Re: [PATCH 2/8] cxl/memfeature: Add CXL memory device patrol scrub control feature
From: Dan Williams
Date: Thu Mar 06 2025 - 20:39:35 EST
shiju.jose@ wrote:
> From: Shiju Jose <shiju.jose@xxxxxxxxxx>
>
> CXL spec 3.2 section 8.2.10.9.11.1 describes the device patrol scrub
> control feature. The device patrol scrub proactively locates and makes
> corrections to errors in regular cycle.
>
> Allow specifying the number of hours within which the patrol scrub must be
> completed, subject to minimum and maximum limits reported by the device.
> Also allow disabling scrub allowing trade-off error rates against
> performance.
>
> Add support for patrol scrub control on CXL memory devices.
> Register with the EDAC device driver, which retrieves the scrub attribute
> descriptors from EDAC scrub and exposes the sysfs scrub control attributes
> to userspace. For example, scrub control for the CXL memory device
> "cxl_mem0" is exposed in /sys/bus/edac/devices/cxl_mem0/scrubX/.
>
> Additionally, add support for region-based CXL memory patrol scrub control.
> CXL memory regions may be interleaved across one or more CXL memory
> devices. For example, region-based scrub control for "cxl_region1" is
> exposed in /sys/bus/edac/devices/cxl_region1/scrubX/.
>
> Reviewed-by: Dave Jiang <dave.jiang@xxxxxxxxx>
> Co-developed-by: Jonathan Cameron <Jonathan.Cameron@xxxxxxxxxx>
> Signed-off-by: Jonathan Cameron <Jonathan.Cameron@xxxxxxxxxx>
> Signed-off-by: Shiju Jose <shiju.jose@xxxxxxxxxx>
> ---
> Documentation/edac/scrub.rst | 64 +++++
> drivers/cxl/Kconfig | 18 ++
> drivers/cxl/core/Makefile | 1 +
> drivers/cxl/core/memfeatures.c | 476 +++++++++++++++++++++++++++++++++
> drivers/cxl/core/region.c | 5 +
> drivers/cxl/cxlmem.h | 10 +
> drivers/cxl/mem.c | 4 +
> 7 files changed, 578 insertions(+)
> create mode 100644 drivers/cxl/core/memfeatures.c
>
> diff --git a/Documentation/edac/scrub.rst b/Documentation/edac/scrub.rst
> index daab929cdba1..788cf43188a4 100644
> --- a/Documentation/edac/scrub.rst
> +++ b/Documentation/edac/scrub.rst
> @@ -264,3 +264,67 @@ Sysfs files are documented in
> `Documentation/ABI/testing/sysfs-edac-scrub`
>
> `Documentation/ABI/testing/sysfs-edac-ecs`
> +
> +Examples
> +--------
> +
> +The usage takes the form shown in these examples:
> +
> +1. CXL memory device patrol scrubber
> +
> +1.1 Device based scrubbing
> +
> +1.1.1. Query what is device default/current scrub cycle setting.

[Rows from a box-labeling dataset]
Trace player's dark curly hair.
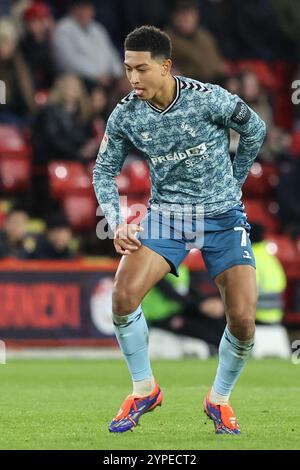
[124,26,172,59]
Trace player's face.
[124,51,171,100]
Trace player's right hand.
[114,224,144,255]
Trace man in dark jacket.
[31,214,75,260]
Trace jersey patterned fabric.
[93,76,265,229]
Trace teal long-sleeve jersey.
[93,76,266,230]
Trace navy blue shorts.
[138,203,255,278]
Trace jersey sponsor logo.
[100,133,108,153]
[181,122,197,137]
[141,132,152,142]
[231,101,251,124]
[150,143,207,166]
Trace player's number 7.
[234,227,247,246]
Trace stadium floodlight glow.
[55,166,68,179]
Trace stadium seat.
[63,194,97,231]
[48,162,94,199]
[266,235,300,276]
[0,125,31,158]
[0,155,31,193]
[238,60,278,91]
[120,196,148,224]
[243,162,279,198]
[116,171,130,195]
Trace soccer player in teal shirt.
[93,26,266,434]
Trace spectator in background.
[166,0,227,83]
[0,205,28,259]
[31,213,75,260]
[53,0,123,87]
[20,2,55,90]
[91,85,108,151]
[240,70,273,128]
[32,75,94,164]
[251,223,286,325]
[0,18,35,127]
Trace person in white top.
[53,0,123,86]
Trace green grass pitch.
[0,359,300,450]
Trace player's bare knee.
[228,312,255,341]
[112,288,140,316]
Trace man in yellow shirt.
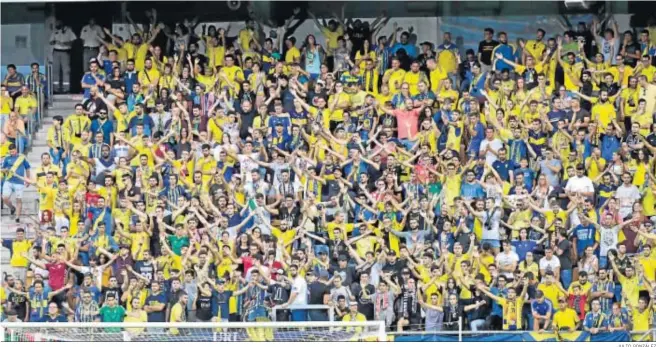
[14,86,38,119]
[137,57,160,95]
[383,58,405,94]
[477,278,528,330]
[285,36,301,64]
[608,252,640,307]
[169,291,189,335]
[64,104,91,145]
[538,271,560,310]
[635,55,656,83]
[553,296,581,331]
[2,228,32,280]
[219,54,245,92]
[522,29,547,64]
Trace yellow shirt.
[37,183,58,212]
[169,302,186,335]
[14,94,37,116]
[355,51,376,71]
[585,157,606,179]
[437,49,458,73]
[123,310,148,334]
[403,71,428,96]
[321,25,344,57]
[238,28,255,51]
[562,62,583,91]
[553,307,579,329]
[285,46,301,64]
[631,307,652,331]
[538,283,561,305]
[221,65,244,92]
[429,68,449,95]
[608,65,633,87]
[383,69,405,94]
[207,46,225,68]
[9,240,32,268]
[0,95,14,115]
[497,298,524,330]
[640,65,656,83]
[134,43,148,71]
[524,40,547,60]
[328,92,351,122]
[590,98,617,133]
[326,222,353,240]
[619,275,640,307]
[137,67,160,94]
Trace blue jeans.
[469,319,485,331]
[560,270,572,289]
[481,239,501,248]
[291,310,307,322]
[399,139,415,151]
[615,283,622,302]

▸ **Goal**
Continue the CXL patrol scrub patch email from its last line.

▸ **Expected output**
> +
> +# cat /sys/bus/edac/devices/cxl_mem0/scrub0/current_cycle_duration
> +
> +43200
> +
> +1.1.2. Query the range of device supported scrub cycle.
> +
> +# cat /sys/bus/edac/devices/cxl_mem0/scrub0/min_cycle_duration
> +
> +3600
> +
> +# cat /sys/bus/edac/devices/cxl_mem0/scrub0/max_cycle_duration
> +
> +918000
> +
> +1.1.3. Program scrubbing for a device to repeat every 21600 seconds (quarter of a day).
> +
> +# echo 21600 > /sys/bus/edac/devices/cxl_mem0/scrub0/current_cycle_duration
> +
> +# echo 1 > /sys/bus/edac/devices/cxl_mem0/scrub0/enable_background
Like I said before, I find documentation like the above to be pure
noise. Please drop the echo and cat demos,
Documentation/ABI/testing/sysfs-edac-scrub is sufficient.
> +
> +1.2. Region based scrubbing
Yay, actual content!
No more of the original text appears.